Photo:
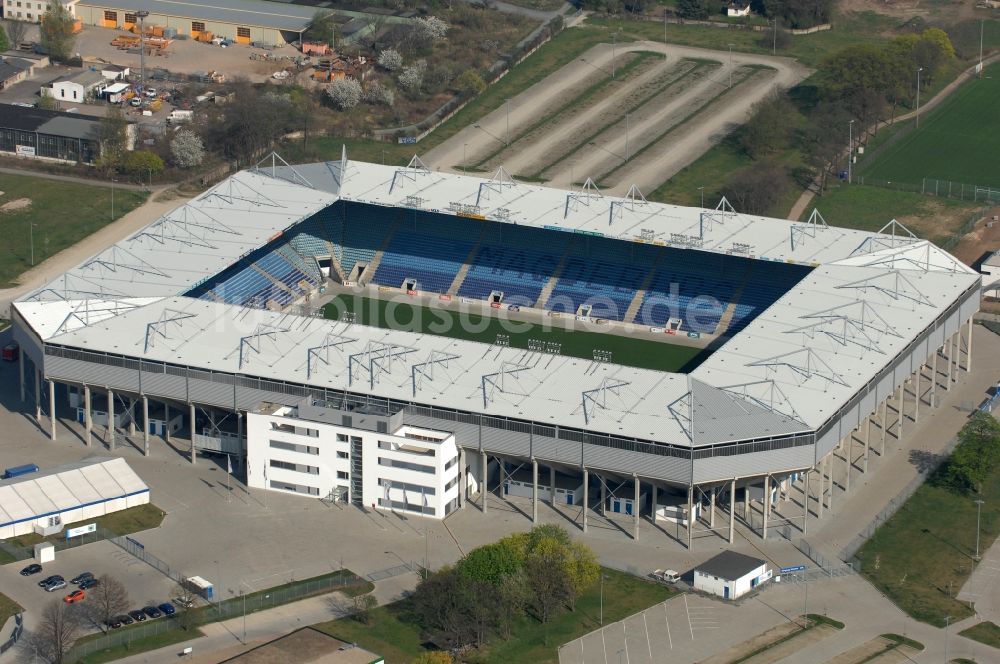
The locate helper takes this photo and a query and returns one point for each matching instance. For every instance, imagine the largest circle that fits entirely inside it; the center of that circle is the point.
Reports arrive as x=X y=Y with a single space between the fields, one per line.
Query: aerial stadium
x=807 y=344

=-=-=

Objective: Reproduce the lines above word for word, omitting the picture.

Finished answer:
Photo:
The locate helper takes this photo and a query and returns one point for each matching instance. For every instance, imagine the largest circle that fits entirely inside it; the center of that circle is the point.
Reports arrive as x=X y=Y with a single space between the fields, one per line.
Query: aerial stadium
x=807 y=344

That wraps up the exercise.